(Point annotation dataset rows)
--------------------
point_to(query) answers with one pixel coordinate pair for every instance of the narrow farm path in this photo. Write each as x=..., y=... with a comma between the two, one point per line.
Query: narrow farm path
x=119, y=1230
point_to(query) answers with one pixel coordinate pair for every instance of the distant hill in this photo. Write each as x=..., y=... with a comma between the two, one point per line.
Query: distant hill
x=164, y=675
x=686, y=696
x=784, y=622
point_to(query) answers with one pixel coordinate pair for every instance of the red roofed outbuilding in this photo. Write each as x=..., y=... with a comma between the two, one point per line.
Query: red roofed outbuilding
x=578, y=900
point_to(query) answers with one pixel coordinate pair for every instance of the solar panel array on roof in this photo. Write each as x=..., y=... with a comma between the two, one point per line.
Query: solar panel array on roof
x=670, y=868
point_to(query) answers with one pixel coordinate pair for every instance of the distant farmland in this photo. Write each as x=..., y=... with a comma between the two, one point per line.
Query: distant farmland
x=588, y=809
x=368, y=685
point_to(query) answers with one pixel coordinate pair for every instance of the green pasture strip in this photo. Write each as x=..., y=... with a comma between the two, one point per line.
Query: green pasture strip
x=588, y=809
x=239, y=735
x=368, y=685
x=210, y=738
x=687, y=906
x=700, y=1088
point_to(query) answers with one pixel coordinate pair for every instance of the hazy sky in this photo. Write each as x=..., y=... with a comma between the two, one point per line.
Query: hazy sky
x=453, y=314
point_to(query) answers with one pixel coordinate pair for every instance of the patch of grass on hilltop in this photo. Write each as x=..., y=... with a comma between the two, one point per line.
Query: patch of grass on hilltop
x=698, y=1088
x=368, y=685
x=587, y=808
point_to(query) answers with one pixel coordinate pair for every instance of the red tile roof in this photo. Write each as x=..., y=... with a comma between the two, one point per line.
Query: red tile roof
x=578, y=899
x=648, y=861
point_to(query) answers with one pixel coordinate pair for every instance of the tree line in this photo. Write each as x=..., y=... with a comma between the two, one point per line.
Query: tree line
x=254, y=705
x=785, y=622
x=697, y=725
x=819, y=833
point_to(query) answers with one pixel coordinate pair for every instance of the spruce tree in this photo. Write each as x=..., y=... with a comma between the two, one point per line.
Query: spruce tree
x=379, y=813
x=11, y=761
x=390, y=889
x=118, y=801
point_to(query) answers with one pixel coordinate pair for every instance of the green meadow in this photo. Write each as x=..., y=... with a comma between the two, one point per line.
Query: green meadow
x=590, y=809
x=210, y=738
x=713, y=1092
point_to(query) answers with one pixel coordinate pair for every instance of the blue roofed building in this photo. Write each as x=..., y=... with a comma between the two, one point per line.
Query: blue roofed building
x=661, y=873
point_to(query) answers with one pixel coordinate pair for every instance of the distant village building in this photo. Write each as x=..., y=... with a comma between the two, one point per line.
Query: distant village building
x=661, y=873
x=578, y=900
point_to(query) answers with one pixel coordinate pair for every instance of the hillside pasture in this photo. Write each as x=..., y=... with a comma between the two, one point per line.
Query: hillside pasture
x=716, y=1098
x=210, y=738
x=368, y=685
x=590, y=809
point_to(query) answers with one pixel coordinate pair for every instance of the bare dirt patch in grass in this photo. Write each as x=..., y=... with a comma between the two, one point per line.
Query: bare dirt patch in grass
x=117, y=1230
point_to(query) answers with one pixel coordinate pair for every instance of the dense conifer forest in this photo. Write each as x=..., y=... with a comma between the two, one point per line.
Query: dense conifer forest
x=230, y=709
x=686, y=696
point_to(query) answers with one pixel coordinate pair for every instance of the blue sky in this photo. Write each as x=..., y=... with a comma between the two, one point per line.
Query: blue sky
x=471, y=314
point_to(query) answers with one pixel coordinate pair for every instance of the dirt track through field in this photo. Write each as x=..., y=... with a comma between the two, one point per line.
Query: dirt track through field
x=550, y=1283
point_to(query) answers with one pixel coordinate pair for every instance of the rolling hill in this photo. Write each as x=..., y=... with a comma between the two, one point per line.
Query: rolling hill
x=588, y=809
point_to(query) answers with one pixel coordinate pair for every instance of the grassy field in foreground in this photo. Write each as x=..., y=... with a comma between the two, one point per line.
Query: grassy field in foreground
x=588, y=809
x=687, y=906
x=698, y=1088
--------------------
▶ [TASK TO CARRY OUT]: Switch every "pixel coordinate pair" in the rows to "point location", and keep the rest of each row unchanged.

▶ [SOLUTION TO THIS PROBLEM]:
point_to(query) answers with one point location for every instance of the narrow farm path in this photo. Write each as x=..., y=... with a comma between the two, one point per line.
Query: narrow farm path
x=119, y=1230
point_to(query) answers with one point location for every instance of the distant hill in this photo. Write each as x=..., y=... with a comma between the two, one point per line.
Query: distant hill
x=164, y=675
x=686, y=696
x=784, y=622
point_to(query) answers with one point location for every instance of the red roofed outbuilding in this photo. Write each as x=..., y=... with a comma between the two, one point per line.
Query: red roofed outbuilding
x=578, y=900
point_to(query) answers with one point location for every instance of the solar panel array on roof in this photo. Write each as x=..., y=... with a comma between the two, one point per line.
Query: solar panel array on roof
x=670, y=868
point_to(query) answers with one point location for every instance of the distant farmland in this photo. Write each as x=..., y=... with a comma between the two, one point per line.
Query: distant farmland
x=588, y=809
x=368, y=685
point_to(query) answers with one point location for every instance of the green pasture strip in this photo. Write each as x=..., y=... with a comma between the two, one point per line.
Query: green pasture strip
x=588, y=809
x=239, y=735
x=368, y=685
x=210, y=738
x=687, y=906
x=700, y=1088
point_to(query) answers with one point location for every instance of the hazy sky in this photo. Write each as x=..., y=... with a comma between the two, one point per line.
Query: hazy sky
x=453, y=314
point_to(query) answers with one point location for every instance of the patch of grass on hilltop in this photo. Write each as x=..., y=... with a comma between the two, one point per line.
Query: patch of grass on hilltop
x=698, y=1088
x=368, y=685
x=587, y=808
point_to(query) answers with one point location for every instance of the red tile roof in this photo. Write each as x=..., y=... with a comma between the two, one point per line.
Query: red tile roof
x=578, y=899
x=648, y=861
point_to(query) answers with one point location for every instance of the tree line in this photo. Write each as x=..., y=... with a comma between the two, one point per line.
Query: tree line
x=254, y=705
x=785, y=622
x=697, y=725
x=819, y=833
point_to(query) answers with one point location for every instance of the spruce tree in this photo. Write each as x=..., y=... with a comma between the two, one point per line.
Query: spruce tree
x=379, y=813
x=11, y=761
x=390, y=889
x=118, y=801
point_to(query) answers with one point location for every instance of the green meadow in this photo. Write each as x=..., y=... with a comma between the two, one point per line.
Query: green meadow
x=590, y=809
x=210, y=738
x=713, y=1092
point_to(query) answers with one point location for every instance of the blue roofed building in this photo. Write each as x=..., y=... with a comma between the two, one point per line.
Query: blue roofed building
x=661, y=873
point_to(query) answers with one point location for every instance of the distant village building in this photo. Write each as x=..., y=... with a comma between the two, one point per line.
Query: distant village building
x=661, y=873
x=578, y=900
point_to(query) answers with one point location for every instance of the hillside pasture in this photo. Write each as x=..., y=... with a comma between the two, one point per line.
Query: hillside pasture
x=716, y=1098
x=210, y=738
x=368, y=685
x=590, y=809
point_to(query) answers with one point location for every instance of the bare dirt patch in grass in this photo. Write each as x=..., y=... with a comma between the two, one point per line.
Query: bare dirt patch in grass
x=117, y=1230
point_to(query) answers with one point location for every instance of the dense conifer forest in this photo. Write each as x=..., y=... with a comma between the two, one point per line.
Query: dense conifer forest
x=230, y=709
x=686, y=696
point_to(query) answers with one point location for every instance of the blue sky in this photo. Write each as x=..., y=... with a comma between the two, one point per line.
Query: blue sky
x=471, y=314
point_to(query) answers with one point location for every instance of the dirt track through field in this photo. Write each as x=..., y=... with a comma between the two, one point per line.
Query: dirt track through field
x=550, y=1283
point_to(query) answers with one point location for every instance of the rolling hill in this photo. Write each as x=..., y=... with a comma between the two, one point per line.
Query: rolling hill
x=588, y=809
point_to(query) answers with one point location for every instance of the grassy field in foreground in this photo. Write each as x=..., y=... with a comma between the two, one point per line.
Query: grassy field in foreground
x=588, y=809
x=687, y=906
x=698, y=1088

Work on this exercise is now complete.